## Was zu tun ist
A) Prüfe, ob die Aussagen (i) bis (iii) mit dem Auszug über Ronaldinho übereinstimmen, und antworte jeweils mit Ja oder Nein samt den entscheidenden Worten des Auszugs im genauen Wortlaut. (i) Ronaldinho wurde in Porto Alegre geboren. (ii) Für Paris Saint-Germain erzielte er in 69 Pflichtspielen 32 Treffer. (iii) Im WM-Viertelfinale gegen England schoss Ronaldinho den Ausgleich selbst.
B) Schreib aus dem Auszug über Ronaldinho alles von „Das war’s: Ronaldinho“ bis hinunter zu „Danke zu sagen.“ wortgetreu ab.

═══ Zitierter Auszug ═══

17. Januar 2018 | Spotlight | BY Nico Scheck

Das war’s: Ronaldinho Gaucho hat nun endgültig seine Fußballschuhe an den Nagel gehängt. Dies verkündete heute Vormittag Roberto de Assis Moreira, Manager und Bruder Ronaldinhos, offiziell. Im Sommer sind nach der WM in Russland drei Abschiedsspiele für den Brasilianer geplant. Damit verlässt ein ganz Großer die Fußballbühne. Ronaldinho: Dieser Name steht für „Joga Bonito“ – Das schöne Spiel. Es ist also Zeit, einem der großartigsten Fußballer aller Zeiten Danke zu sagen.

Kaum ein anderer Spieler hat jemals den Ball so behandelt, wie es Ronaldinho in seiner Hochform tat. Kaum ein Spieler erzeugte so viel Spielfreude auf dem Feld. Und kaum ein Spieler wurde so sehr geliebt. Ronaldo de Assis Moreira, so Ronaldinhos ganzer Name, wurde am 21. März 1980 in Porto Alegre geboren und wuchs in ärmlichen Verhältnissen auf. Schon im Kindesalter blühte der Junge mit dem markanten Gebiss und den hervorstechenden Augen bei diversen Futsal-Hallenturnieren auf und ließ seine Gegner reihenweise stehen. Im Alter von 17 Jahren schließlich folgte er seinem Bruder Assis zu Gremio Porto Alegre und begann seine Profi-Karriere. Es sollte der Start für den Weg zum Weltfußballer sein.

 

Der Start in Europa

Mit dem Wechsel 2001 zu Paris Saint-Germain nach Europa sollte der Stern für Ronaldinho richtig aufgehen. Schon hier wusste der Brasilianer mit seinen Tempodribblings, seiner unnachahmlichen Ballbehandlung und seiner Kreativität zu überzeugen. In 69 Pflichtspielen gelangen ihm 22 Treffer und er reifte in dieser Zeit in der brasilianischen Nationalmannschaft zum absoluten Stammspieler, für die er 1999 sein Debüt gegeben hatte. Bei der WM 2002 gehörte mit Legenden wie Roberto Carlos, Rivaldo und Ronaldo zu den Leistungsträgern der „Selecao“ und gewann am Ende gegen Deutschland (2:0) im Finale den WM-Titel. Unvergessen bleibt sein Auftritt im WM-Viertelfinale gegen England. Obwohl Brasilien von Anfang an den Ton der Partie angab, führte plötzlich England mit 1:0. Brasilien rannte daraufhin unaufhörlich an und wurde schließlich belohnt: Ronaldinho ließ Ashley Cole aussteigen und bediente Rivaldo, der den Ausgleich markierte. Kurz darauf bekam Brasilien einen Freistoß aus dem rechten Halbfeld zugesprochen. Ronaldinho sah, dass Englands Keeper David Seaman zu weit vor seinem Tor stand und verwandelte den Freistoß zur Überraschung aller direkt. Ein Kunstschuss, der das 2:1 bedeutete. Ronaldinho war der gefeierte Held, obwohl er in der 57. Minute zu Unrecht mit Rot vom Platz gestellt wurde.

═══ Entnommene Angaben ═══

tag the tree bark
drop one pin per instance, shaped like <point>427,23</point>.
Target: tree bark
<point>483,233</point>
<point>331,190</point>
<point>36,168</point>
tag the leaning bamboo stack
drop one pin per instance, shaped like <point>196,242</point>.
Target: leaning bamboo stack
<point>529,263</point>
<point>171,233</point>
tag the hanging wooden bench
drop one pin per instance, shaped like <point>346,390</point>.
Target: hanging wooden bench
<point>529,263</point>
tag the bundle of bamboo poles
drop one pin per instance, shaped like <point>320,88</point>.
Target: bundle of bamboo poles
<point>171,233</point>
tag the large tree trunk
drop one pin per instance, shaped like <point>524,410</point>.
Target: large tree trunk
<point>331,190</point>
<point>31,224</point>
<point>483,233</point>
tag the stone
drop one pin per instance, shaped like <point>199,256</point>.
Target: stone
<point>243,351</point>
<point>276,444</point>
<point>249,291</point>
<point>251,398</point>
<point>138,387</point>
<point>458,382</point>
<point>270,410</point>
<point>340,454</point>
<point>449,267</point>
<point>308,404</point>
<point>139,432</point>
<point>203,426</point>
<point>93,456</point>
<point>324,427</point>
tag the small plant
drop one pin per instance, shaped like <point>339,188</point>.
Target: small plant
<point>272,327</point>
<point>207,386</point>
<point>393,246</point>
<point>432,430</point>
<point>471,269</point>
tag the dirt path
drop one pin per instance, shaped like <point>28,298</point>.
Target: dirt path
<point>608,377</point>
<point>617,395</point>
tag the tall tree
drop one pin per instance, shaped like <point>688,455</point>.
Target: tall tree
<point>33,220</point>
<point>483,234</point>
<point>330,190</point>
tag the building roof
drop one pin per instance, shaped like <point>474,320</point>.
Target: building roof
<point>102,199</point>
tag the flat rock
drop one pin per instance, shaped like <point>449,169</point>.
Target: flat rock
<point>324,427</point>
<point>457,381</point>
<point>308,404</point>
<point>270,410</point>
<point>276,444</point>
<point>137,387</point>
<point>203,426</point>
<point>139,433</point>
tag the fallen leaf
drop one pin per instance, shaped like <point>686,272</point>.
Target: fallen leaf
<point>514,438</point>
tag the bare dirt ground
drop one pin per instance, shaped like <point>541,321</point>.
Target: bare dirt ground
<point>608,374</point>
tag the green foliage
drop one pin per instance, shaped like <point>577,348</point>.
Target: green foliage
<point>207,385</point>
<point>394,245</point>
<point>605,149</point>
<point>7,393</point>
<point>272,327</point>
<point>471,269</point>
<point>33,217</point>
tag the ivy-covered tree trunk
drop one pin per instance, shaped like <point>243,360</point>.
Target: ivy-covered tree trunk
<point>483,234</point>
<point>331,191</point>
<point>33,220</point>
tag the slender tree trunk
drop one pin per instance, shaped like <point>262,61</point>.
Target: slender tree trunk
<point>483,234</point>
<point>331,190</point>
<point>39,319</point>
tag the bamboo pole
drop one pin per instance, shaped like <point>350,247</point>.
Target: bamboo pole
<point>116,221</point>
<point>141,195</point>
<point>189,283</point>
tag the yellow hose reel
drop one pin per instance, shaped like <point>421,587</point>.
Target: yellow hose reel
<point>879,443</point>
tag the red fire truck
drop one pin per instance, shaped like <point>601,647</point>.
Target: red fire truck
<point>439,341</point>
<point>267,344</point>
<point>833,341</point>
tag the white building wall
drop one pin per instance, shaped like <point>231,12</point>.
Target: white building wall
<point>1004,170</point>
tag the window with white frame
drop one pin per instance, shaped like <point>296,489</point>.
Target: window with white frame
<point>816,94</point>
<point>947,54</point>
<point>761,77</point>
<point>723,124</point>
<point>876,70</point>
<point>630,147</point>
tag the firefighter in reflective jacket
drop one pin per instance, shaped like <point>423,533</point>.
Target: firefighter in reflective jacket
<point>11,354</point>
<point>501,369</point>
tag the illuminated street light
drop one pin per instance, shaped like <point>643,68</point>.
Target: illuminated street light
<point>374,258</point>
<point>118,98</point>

═══

## Antworten
A)
(i) Ja: „wurde am 21. März 1980 in Porto Alegre geboren“
(ii) Nein: „In 69 Pflichtspielen gelangen ihm 22 Treffer“
(iii) Nein: „bediente Rivaldo, der den Ausgleich markierte“

B)
Das war’s: Ronaldinho Gaucho hat nun endgültig seine Fußballschuhe an den Nagel gehängt. Dies verkündete heute Vormittag Roberto de Assis Moreira, Manager und Bruder Ronaldinhos, offiziell. Im Sommer sind nach der WM in Russland drei Abschiedsspiele für den Brasilianer geplant. Damit verlässt ein ganz Großer die Fußballbühne. Ronaldinho: Dieser Name steht für „Joga Bonito“ – Das schöne Spiel. Es ist also Zeit, einem der großartigsten Fußballer aller Zeiten Danke zu sagen.